▶ [Passage]
*****
Newsletter | April 2020

THE FEDERAL RESERVE SLASHES RATES BY 1.5% IN MARCH TO A TARGET RANGE OF 0% – 0.25%

$2 TRILLION THE US VIRUS AID PACKAGE EQUALS ABOUT 10% OF US GDP

Investment perspective

March was the most dramatic month for capital markets since October 2008. The end-February plunge of equity markets spread across all the other asset classes and only very few managed to end the month with gains. Chaos was observed even in the markets of the safest assets, as a result of panic selling to raise cash at all costs; 10-year Treasury yields initially fell from 1.14% to an all-time low of 0.32% before jumping back up to 1.3% to then end March at a level of 0.67%. The price of gold dropped by 12% within seven trading days as margin calls forced investors to liquidate positions. Huge volatility was also observed in the currency markets, due to a rush for dollars, and the EUR/USD parity traded within a wide range of 1.06 – 1.15. The coronavirus Covid-19 pandemic was obviously the driver of market stress, but this was also compounded by the collapse of oil prices; Russia walked away from OPEC + discussions over a Saudi proposal for additional production cuts. This outcome resulted in oil prices dropping by more than 50% in March.

In contrast to what took place during the great financial crisis in 2008, fiscal and monetary authorities have been very quick to respond. Record-breaking aid packages and unprecedented support for financial markets have been announced. The Federal Reserve slashed interest rates by 1.5% to zero in two emergency moves and has committed to an unlimited expansion of its bond purchasing programs. US Congress voted in favour of a $2 trillion Coronavirus aid package and is already considering doing more. After a stuttering start in its answer to the crisis, the ECB also ramped up its asset purchase program, which now amounts to € 1’100 billion. In Europe, governments have taken a broad range of measures to support households and companies, destined in particular to prevent massive unemployment. On a less positive note for the Eurozone, a proposal to issue “Coronabonds” in order to drive down the borrowing costs for some of Europe’s most heavily affected countries was rejected by Germany, the Netherlands, Austria and Finland.

The chart above illustrates the speed of the equity market correction from its February 19 peak; the S&P 500 Index plunged by 34% until March 23 before rebounding by 15.5% to end with a monthly loss of 12.5%. This was the fastest stock market correction in history and reflects the huge pressure on equity prices in reason of massive deleveraging, deep rebalancing across a range of strategies and outright selling. An end of month/quarter rebalancing in favour of equities was also likely the main driver of the late month rebound.

Investment strategy

Our allocation to equities has been significantly underweight since March 3rd when we covered half of their exposure by the purchase of an end of June S&P 500 Put, strike 3’000. The equity allocation of our balanced model portfolio was thus reduced to 23%; following the correction of equity markets, the net exposure to equities has now dropped to below 20%. For the time being we are maintaining this protection in view of extreme uncertainties. The impossibility to determine the length of widespread confinement measures, their ultimate impact on the economy as well as a total lack of visibility on future earnings are the key reasons for our cautious stance.
*****
▶ [Material provided]
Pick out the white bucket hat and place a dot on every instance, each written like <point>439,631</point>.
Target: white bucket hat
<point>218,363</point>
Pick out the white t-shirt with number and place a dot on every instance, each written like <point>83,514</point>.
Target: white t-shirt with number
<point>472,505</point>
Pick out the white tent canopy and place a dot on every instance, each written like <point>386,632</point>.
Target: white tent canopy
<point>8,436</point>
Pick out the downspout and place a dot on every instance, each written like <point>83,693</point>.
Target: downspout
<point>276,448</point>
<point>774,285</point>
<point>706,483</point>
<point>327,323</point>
*****
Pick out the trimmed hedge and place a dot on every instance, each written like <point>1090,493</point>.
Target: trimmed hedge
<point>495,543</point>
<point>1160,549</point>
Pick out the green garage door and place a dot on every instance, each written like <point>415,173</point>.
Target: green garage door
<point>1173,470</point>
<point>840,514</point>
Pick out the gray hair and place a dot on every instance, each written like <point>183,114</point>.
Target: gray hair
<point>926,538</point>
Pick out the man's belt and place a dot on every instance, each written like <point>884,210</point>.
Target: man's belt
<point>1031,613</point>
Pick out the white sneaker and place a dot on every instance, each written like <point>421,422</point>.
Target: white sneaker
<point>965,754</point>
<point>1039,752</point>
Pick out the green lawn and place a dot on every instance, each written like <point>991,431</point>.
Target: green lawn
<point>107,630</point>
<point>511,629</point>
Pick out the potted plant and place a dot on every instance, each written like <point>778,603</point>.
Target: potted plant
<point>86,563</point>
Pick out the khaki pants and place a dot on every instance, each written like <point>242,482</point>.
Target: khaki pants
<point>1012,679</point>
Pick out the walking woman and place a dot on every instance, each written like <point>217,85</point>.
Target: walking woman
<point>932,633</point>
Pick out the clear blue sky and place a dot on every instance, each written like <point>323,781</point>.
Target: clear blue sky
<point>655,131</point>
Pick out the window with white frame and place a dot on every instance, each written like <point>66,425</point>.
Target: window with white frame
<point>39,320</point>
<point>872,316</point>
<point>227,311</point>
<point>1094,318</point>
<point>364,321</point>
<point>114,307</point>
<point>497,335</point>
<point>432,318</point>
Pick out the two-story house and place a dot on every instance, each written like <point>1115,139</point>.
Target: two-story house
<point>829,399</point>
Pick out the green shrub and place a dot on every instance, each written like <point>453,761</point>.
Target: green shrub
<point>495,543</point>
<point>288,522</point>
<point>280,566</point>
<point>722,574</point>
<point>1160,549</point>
*****
▶ [Required action 1]
Answer these questions using the newsletter:
(a) To what all-time low did 10-year Treasury yields fall in March?
(b) Which countries rejected the proposal to issue "Coronabonds"?
(c) What is the strike of the end of June S&P 500 Put purchased on March 3rd?
▶ [Required action 2] Reproduce the part of the newsletter that begins with "Investment strategy" and ends with "our cautious stance.".
The items come from a source unrelated to the newsletter.

▶ [Task output 1]
(a) 0.32%
(b) Germany, the Netherlands, Austria and Finland
(c) 3'000

▶ [Task output 2]
Investment strategy

Our allocation to equities has been significantly underweight since March 3rd when we covered half of their exposure by the purchase of an end of June S&P 500 Put, strike 3’000. The equity allocation of our balanced model portfolio was thus reduced to 23%; following the correction of equity markets, the net exposure to equities has now dropped to below 20%. For the time being we are maintaining this protection in view of extreme uncertainties. The impossibility to determine the length of widespread confinement measures, their ultimate impact on the economy as well as a total lack of visibility on future earnings are the key reasons for our cautious stance.